Stored data entries:
<<<<

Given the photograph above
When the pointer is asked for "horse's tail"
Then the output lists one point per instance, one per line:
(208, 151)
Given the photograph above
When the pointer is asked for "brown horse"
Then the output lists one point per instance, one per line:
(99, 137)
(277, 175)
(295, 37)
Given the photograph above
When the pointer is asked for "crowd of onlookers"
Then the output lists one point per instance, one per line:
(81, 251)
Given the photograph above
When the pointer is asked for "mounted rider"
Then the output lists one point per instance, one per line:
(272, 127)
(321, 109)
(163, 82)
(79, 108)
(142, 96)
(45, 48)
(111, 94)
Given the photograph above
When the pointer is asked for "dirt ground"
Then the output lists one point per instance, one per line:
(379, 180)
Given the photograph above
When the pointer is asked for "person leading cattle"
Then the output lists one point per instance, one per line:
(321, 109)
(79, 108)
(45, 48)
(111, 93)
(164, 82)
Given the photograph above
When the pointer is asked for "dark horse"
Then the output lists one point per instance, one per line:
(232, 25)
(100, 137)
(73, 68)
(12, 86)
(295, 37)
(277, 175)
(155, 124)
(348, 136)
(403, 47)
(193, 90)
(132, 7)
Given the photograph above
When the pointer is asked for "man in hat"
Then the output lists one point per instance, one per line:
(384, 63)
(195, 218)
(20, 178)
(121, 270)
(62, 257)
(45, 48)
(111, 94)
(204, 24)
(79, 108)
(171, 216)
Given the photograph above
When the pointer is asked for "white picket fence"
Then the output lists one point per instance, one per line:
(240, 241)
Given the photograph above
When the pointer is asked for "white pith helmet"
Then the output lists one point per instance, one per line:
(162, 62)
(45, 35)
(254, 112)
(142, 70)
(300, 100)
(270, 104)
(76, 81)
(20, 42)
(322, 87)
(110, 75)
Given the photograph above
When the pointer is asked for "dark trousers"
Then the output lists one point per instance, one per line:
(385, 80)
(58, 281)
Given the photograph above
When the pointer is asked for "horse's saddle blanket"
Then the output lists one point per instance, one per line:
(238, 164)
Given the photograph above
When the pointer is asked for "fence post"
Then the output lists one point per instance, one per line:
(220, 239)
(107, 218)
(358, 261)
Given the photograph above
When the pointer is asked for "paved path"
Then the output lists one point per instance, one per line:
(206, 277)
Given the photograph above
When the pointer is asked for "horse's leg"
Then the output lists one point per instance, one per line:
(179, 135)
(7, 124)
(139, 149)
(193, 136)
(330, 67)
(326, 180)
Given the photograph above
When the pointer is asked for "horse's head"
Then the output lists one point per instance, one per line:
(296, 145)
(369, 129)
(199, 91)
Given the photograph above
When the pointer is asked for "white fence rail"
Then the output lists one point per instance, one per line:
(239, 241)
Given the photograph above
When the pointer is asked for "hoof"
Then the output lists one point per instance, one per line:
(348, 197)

>>>>

What is being asked:
Look through the entries above and copy each line that has "dark" in it.

Answer space:
When the pointer is asked for "dark horse"
When the pointer is asked for "dark trousers"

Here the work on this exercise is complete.